Mas, nos últimos três anos, houve aumento muito expressivo no custo de produção e, de 2022 para cá, queda expressiva nas cotações agrícolas e na margem de lucro. Com a alta dos custos e a queda no valor das commodities, essa capacidade de pagamento foi muito reduzida e ele não teve mais condições de honrar os compromissos feitos. “Além disso, eventos climáticos extremos, como secas, enchentes ou geadas, podem destruir colheitas e derrubar a produtividade, o que está sendo agravado pelo El Niño”, explica Marmo.
Mato Grosso foi o que registrou a maior quantidade de requisições de recuperação judicial, tanto em 2023 como em 2022. Goiás ocupa a segunda posição. Para o professor, a recuperação judicial pode ser uma ótima solução, pois oferece benefícios como desconto de 20% sobre até 90% do total das dívidas, carência de dois anos para o início das parcelas e prazo médio de 10 anos para pagamento das dívidas parceladas.

------------------------------------------------------------------------

• _Tarefa proposta 1_
Redigite tudo o que vai de "Mato Grosso foi" até "das dívidas parceladas." no texto sobre recuperação judicial de produtores rurais.
• _Tarefa proposta 2_
Responda com base no texto sobre recuperação judicial de produtores rurais:
(a) Qual estado registrou a maior quantidade de requisições de recuperação judicial em 2023 e em 2022?
(b) Qual é o desconto oferecido sobre o total das dívidas?
(c) Qual é o prazo de carência para o início das parcelas?
• _Tarefa proposta 3_
Prossiga com o texto sobre recuperação judicial de produtores rurais a partir do ponto em que ele termina.
Os itens apresentados adiante não têm relação com o texto sobre recuperação judicial de produtores rurais.

• _Dados fornecidos_
------------------------------------------------------------------------

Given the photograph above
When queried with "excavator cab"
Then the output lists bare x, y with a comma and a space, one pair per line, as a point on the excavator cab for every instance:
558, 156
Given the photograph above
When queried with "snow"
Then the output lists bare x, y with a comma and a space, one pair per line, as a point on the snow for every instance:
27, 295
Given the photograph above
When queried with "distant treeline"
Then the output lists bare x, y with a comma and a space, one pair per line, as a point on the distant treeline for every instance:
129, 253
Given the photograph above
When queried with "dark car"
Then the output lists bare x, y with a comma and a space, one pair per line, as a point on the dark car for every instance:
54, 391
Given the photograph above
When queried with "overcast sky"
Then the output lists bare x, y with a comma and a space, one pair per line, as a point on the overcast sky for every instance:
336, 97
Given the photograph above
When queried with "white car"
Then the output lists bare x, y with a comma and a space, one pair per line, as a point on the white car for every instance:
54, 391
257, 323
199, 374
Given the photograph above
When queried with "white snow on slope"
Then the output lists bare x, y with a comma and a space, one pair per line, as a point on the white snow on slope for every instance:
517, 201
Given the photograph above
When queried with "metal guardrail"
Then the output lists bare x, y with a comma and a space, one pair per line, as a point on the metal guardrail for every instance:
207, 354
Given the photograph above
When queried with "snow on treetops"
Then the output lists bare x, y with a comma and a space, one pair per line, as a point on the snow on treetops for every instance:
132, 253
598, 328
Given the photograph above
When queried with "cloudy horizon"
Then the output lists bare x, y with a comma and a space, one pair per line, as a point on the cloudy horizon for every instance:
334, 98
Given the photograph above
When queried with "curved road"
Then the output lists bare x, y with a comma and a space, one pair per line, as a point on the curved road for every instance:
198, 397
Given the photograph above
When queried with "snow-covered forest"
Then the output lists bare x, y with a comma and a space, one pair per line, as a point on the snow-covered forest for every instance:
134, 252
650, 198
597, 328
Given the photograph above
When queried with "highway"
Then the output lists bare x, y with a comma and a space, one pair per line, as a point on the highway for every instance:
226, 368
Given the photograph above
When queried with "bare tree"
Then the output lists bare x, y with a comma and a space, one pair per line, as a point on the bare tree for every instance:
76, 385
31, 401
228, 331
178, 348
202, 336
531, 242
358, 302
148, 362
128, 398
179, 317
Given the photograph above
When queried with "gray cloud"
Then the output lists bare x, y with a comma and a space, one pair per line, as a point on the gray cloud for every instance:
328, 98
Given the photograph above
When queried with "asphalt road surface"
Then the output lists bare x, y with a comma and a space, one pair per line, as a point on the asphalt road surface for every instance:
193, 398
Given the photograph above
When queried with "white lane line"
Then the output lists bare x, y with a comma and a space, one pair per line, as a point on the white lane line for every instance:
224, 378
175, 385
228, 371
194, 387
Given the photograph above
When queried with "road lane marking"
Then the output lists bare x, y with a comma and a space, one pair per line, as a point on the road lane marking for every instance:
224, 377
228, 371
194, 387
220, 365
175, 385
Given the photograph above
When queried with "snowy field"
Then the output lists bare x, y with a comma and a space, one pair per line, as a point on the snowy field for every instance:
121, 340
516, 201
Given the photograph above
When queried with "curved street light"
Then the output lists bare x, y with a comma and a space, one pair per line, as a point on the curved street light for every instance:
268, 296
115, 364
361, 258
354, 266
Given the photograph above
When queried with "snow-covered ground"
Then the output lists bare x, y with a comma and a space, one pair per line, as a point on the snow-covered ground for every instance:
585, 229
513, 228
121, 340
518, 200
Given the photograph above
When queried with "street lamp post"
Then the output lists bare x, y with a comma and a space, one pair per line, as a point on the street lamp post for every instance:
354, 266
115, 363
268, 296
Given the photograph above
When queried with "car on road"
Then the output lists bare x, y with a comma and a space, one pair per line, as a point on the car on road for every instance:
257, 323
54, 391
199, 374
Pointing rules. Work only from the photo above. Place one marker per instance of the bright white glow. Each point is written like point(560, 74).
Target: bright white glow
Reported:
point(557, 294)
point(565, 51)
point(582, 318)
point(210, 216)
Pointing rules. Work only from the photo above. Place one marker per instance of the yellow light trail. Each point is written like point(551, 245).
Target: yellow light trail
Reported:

------------------------------------------------------------------------

• _Resposta esperada 1_
Mato Grosso foi o que registrou a maior quantidade de requisições de recuperação judicial, tanto em 2023 como em 2022. Goiás ocupa a segunda posição. Para o professor, a recuperação judicial pode ser uma ótima solução, pois oferece benefícios como desconto de 20% sobre até 90% do total das dívidas, carência de dois anos para o início das parcelas e prazo médio de 10 anos para pagamento das dívidas parceladas.

• _Resposta esperada 2_
(a) Mato Grosso.
(b) Desconto de 20% sobre até 90% do total das dívidas.
(c) Dois anos.

• _Resposta esperada 3_
Marmo diz que um terço dos produtores estão negativados e outros 33% estão ‘com a corda no pescoço’ prorrogando suas dívidas. “O cenário é muito desafiador e, para 2024, será bem mais grave, com os efeitos do El Niño e a queda na produtividade, pois o custo ainda está alto, e os preços, baixos”, adverte. Com a estimativa de R$ 24,3 bilhões em perdas de produtividade, a expectativa é que a procura pela RJ continue aumentando. “O número ainda é muito baixo e não chega nem a 1% dos que poderiam pedir”, completa.